┌─ Raw records

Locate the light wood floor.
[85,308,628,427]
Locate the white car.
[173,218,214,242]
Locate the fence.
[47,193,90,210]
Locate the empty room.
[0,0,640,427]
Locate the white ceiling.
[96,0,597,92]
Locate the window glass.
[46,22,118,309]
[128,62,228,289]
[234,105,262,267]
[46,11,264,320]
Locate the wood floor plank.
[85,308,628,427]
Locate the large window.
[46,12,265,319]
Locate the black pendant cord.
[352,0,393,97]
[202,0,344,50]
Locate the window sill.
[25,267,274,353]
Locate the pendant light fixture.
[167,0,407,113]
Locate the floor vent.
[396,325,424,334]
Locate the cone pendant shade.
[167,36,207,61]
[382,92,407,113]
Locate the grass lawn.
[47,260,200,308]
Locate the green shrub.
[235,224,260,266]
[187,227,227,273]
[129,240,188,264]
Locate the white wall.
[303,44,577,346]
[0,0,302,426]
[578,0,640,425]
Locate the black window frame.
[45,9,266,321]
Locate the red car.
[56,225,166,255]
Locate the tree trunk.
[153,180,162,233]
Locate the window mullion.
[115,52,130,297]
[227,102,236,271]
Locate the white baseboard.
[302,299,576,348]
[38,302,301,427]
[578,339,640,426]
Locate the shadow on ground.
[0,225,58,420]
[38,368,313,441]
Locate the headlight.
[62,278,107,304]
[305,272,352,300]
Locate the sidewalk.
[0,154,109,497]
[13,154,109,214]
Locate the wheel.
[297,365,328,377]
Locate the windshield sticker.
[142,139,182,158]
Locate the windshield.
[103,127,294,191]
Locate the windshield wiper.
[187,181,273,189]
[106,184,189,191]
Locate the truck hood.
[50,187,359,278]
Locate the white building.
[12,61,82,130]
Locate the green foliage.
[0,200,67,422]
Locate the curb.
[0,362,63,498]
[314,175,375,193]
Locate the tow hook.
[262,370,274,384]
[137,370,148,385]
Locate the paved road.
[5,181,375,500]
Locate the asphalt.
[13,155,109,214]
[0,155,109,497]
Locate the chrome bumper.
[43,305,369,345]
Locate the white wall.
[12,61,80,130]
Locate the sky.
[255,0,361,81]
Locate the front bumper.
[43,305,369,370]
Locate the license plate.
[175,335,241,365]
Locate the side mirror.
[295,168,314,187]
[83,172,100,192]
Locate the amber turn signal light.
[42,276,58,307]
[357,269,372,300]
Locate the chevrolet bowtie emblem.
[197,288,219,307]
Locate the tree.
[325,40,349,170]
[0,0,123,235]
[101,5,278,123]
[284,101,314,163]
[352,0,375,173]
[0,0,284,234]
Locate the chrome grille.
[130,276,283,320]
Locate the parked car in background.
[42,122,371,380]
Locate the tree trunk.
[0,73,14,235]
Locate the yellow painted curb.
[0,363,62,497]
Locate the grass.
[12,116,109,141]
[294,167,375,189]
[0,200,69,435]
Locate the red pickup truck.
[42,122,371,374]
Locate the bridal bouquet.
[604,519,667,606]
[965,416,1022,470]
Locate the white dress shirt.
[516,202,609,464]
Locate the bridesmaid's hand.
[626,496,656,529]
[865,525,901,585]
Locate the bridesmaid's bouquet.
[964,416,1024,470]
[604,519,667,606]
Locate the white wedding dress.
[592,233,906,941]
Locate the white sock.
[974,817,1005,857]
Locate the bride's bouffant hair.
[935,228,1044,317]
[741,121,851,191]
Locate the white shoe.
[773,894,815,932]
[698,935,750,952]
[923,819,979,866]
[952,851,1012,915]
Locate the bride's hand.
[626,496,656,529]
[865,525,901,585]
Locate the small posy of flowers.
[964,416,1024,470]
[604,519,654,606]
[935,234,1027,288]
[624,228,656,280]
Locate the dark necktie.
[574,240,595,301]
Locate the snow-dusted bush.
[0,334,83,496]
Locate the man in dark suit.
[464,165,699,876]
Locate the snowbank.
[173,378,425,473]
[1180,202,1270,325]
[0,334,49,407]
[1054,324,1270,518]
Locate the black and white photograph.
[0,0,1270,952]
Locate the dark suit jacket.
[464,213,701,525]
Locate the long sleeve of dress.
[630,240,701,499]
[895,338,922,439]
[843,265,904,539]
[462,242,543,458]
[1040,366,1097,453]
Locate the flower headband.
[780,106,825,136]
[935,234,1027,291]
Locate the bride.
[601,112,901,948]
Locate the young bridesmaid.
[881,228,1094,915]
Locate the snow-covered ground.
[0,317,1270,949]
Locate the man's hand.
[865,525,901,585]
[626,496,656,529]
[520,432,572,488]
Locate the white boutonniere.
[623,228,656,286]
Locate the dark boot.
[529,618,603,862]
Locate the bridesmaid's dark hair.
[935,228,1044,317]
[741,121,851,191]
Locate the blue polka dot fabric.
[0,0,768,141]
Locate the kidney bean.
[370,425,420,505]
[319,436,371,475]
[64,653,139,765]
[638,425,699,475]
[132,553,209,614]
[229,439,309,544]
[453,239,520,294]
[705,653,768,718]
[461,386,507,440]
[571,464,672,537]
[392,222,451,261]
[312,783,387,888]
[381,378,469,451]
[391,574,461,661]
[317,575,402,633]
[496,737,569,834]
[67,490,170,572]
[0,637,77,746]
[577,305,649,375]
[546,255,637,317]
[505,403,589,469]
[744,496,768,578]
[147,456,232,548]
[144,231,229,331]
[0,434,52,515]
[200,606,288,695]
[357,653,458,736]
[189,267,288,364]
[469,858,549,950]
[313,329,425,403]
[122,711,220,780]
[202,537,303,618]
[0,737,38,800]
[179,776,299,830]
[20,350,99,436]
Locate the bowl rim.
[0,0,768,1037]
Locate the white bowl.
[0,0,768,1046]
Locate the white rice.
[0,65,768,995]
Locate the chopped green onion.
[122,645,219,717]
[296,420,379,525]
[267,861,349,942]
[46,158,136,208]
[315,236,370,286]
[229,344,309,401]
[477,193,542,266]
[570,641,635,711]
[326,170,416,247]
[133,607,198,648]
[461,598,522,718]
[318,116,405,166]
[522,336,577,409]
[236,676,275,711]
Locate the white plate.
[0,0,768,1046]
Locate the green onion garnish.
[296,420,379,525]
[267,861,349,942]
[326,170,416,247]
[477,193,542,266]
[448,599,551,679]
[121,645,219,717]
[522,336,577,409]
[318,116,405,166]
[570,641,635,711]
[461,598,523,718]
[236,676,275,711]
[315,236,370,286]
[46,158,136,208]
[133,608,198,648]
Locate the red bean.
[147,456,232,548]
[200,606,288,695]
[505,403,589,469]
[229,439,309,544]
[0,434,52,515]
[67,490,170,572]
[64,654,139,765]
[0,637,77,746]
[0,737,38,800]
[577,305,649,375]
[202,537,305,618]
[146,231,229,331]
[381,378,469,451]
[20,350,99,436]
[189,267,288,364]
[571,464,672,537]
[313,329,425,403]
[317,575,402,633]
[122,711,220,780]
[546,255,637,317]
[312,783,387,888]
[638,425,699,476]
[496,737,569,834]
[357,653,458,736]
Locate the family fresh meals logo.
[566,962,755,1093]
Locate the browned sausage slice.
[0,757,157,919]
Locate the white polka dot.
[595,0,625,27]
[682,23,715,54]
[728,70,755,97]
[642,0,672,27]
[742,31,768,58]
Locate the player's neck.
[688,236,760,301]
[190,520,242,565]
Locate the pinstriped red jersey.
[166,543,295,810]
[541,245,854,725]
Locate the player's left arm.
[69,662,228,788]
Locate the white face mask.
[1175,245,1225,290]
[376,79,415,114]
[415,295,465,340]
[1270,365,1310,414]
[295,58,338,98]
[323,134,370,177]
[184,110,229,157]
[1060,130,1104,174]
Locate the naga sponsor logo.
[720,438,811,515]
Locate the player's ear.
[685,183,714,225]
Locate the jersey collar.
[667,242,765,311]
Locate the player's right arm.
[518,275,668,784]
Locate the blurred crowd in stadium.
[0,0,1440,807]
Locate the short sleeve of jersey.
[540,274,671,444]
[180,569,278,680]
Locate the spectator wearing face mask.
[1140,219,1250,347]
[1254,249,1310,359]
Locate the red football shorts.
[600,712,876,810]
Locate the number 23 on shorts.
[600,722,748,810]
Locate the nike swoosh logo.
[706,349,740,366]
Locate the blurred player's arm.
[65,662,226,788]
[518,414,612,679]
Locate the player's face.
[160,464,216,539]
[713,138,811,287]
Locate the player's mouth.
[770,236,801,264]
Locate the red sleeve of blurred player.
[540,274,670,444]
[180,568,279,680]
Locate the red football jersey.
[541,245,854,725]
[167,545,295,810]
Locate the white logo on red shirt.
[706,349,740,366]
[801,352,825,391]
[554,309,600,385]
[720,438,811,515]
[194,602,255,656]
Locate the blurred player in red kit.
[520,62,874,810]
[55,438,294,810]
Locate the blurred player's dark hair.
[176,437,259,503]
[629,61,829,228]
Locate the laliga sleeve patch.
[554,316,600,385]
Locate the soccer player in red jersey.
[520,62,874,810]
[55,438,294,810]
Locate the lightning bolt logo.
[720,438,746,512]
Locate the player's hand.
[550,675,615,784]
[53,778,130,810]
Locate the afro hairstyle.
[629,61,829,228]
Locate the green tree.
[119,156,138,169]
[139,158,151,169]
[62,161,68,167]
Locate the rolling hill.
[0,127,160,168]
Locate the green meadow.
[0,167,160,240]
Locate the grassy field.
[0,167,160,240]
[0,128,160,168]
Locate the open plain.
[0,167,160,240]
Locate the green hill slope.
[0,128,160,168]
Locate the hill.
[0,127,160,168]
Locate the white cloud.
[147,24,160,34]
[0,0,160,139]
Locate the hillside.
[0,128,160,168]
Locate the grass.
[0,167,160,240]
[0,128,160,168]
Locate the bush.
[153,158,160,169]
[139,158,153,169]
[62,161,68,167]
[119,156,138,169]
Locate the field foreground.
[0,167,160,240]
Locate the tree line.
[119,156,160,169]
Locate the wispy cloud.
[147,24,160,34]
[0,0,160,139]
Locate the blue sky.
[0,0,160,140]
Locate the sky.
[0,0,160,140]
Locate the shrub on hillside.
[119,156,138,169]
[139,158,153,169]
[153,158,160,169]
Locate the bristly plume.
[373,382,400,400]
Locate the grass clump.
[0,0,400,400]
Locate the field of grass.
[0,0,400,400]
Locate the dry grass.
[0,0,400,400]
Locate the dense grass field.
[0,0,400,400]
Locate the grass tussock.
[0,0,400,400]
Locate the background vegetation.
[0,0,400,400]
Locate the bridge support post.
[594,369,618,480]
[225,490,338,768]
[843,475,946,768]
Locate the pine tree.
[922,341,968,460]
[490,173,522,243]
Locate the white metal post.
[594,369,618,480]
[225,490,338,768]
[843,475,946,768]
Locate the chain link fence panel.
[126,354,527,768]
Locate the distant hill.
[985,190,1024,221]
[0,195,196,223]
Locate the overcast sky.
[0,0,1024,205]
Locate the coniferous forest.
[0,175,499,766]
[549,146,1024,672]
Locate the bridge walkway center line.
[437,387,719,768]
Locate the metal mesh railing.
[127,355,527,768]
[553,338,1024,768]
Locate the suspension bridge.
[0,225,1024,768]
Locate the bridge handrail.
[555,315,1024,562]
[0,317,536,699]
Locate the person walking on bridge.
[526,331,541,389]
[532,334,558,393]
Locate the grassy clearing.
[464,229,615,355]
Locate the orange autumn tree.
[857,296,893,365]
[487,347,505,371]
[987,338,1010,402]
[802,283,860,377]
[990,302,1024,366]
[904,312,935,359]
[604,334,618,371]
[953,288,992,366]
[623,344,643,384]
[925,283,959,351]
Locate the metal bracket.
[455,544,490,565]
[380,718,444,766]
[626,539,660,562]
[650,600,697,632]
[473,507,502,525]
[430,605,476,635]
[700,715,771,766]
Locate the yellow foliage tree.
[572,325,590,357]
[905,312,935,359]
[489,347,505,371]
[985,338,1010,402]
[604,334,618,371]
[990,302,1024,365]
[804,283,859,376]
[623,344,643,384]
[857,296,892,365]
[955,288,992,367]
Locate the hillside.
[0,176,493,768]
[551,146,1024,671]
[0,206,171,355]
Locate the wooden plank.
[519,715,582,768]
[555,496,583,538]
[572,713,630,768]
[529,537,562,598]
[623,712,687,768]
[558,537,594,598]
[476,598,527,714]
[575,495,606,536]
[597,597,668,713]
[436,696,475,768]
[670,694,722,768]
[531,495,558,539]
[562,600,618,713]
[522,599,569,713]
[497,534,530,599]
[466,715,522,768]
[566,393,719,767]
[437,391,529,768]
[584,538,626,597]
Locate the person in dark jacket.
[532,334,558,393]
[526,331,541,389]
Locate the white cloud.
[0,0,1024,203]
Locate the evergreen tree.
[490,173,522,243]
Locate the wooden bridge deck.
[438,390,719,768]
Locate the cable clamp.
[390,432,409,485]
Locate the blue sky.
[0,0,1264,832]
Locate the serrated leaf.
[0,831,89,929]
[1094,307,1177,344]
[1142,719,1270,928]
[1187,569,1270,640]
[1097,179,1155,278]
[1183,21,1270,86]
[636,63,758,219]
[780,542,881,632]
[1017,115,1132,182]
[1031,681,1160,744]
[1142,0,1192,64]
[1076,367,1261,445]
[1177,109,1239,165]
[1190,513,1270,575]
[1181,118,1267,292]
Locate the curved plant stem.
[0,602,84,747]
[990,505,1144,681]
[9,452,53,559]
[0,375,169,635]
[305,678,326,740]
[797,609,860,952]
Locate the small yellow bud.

└─

Reproduce the entries from the line containing "Locate the distant hill." through the line containing "[0,0,1264,832]", with both of those lines included.

### [Full solution]
Locate the distant hill.
[985,190,1024,221]
[0,195,196,223]
Locate the overcast sky.
[0,0,1024,205]
Locate the coniferous forest.
[0,175,499,766]
[549,146,1024,672]
Locate the bridge walkway center line.
[437,387,719,768]
Locate the metal mesh railing.
[127,355,527,768]
[553,338,1024,768]
Locate the suspension bridge.
[0,225,1024,768]
Locate the bridge handrail.
[555,315,1024,562]
[0,317,536,699]
Locate the person walking on bridge.
[526,331,541,389]
[532,334,558,393]
Locate the grassy clearing.
[464,229,615,355]
Locate the orange autumn tree.
[857,296,893,365]
[487,347,505,371]
[987,338,1010,402]
[802,283,860,377]
[990,302,1024,366]
[904,312,935,359]
[604,334,618,371]
[953,288,992,366]
[623,344,643,384]
[925,283,959,351]
Locate the metal bracket.
[455,544,490,565]
[380,718,444,766]
[626,539,660,562]
[650,600,697,632]
[473,507,502,525]
[430,605,476,635]
[700,715,771,766]
Locate the yellow foliage tree.
[572,325,590,357]
[905,312,935,359]
[489,347,505,371]
[985,338,1010,402]
[604,334,618,371]
[990,302,1024,365]
[804,283,859,376]
[623,344,643,384]
[857,296,892,365]
[955,288,992,367]
Locate the hillside.
[0,176,493,768]
[551,146,1024,671]
[0,206,171,355]
Locate the wooden plank.
[519,715,582,768]
[555,496,583,538]
[572,713,630,768]
[529,537,562,598]
[623,712,687,768]
[558,537,594,598]
[476,598,527,714]
[575,495,606,536]
[597,597,668,713]
[436,696,475,768]
[670,694,722,768]
[531,495,558,539]
[562,600,618,713]
[522,599,569,713]
[497,534,530,599]
[466,715,522,768]
[566,393,719,767]
[437,391,529,768]
[584,538,626,597]
Locate the person in dark jacket.
[532,334,558,393]
[526,331,541,389]
Locate the white cloud.
[0,0,1024,203]
Locate the evergreen tree.
[490,173,522,243]
Locate the wooden bridge deck.
[438,390,719,768]
Locate the cable clamp.
[390,432,409,485]
Locate the blue sky.
[0,0,1264,832]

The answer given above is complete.